◆ To do ◆
Wherever the word "beige" occurs in the lines below, copy the whole line.
[Opening Records shown section]
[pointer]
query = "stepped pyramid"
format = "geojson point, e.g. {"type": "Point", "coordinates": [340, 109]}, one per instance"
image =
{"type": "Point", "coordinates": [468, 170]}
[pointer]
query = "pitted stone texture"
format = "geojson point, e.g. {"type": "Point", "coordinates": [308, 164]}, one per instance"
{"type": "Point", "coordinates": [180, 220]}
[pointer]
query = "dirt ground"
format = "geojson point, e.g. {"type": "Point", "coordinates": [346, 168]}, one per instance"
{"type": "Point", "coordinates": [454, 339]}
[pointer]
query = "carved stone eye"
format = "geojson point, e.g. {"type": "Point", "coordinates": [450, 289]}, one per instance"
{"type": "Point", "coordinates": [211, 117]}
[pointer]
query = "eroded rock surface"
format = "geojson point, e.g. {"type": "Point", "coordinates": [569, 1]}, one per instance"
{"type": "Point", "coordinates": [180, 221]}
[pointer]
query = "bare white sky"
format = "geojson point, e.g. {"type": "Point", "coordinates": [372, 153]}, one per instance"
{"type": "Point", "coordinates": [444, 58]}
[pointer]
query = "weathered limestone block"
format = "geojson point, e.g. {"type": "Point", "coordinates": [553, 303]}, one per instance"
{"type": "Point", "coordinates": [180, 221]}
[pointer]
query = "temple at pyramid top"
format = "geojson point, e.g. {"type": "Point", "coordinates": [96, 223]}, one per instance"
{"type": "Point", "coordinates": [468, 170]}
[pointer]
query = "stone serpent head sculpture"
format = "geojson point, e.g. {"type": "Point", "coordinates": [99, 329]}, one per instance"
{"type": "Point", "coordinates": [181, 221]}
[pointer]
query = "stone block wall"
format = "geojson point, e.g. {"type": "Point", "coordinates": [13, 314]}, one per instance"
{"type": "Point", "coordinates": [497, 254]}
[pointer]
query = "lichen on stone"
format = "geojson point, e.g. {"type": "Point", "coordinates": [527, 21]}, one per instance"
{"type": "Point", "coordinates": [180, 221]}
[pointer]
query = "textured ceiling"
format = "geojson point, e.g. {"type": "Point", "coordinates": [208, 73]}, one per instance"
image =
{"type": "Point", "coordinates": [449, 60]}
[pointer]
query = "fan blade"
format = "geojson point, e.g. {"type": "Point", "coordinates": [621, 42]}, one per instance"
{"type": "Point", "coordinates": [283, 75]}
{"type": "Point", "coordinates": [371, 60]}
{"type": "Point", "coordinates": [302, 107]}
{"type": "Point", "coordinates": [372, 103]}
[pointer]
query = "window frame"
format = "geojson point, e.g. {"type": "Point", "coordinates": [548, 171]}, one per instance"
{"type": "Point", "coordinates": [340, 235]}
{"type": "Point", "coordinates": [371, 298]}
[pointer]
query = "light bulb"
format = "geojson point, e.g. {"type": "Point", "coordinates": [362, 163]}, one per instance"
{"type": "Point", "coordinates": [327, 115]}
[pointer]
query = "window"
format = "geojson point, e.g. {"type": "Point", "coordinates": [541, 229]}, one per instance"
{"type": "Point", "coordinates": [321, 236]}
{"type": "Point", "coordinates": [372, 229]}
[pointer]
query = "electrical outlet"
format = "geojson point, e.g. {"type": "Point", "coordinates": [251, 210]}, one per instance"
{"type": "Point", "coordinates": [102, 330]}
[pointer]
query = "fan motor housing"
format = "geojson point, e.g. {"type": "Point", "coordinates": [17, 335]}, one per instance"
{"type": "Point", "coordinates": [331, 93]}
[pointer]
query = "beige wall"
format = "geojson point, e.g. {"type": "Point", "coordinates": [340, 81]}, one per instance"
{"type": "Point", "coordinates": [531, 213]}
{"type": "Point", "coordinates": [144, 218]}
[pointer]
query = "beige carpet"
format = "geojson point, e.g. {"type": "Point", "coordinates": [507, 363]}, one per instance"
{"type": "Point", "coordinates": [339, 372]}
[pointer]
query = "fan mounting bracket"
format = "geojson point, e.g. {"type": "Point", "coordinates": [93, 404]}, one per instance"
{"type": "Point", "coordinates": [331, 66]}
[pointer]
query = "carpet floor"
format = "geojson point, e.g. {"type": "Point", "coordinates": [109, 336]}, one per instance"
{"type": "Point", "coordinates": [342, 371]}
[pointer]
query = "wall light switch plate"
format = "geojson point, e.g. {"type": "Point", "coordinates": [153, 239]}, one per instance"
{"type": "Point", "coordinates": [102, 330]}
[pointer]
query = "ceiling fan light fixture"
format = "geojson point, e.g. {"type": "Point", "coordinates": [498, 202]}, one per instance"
[Closing Records shown section]
◆ Output of the exercise ◆
query = "beige wall"
query = "beige carpet"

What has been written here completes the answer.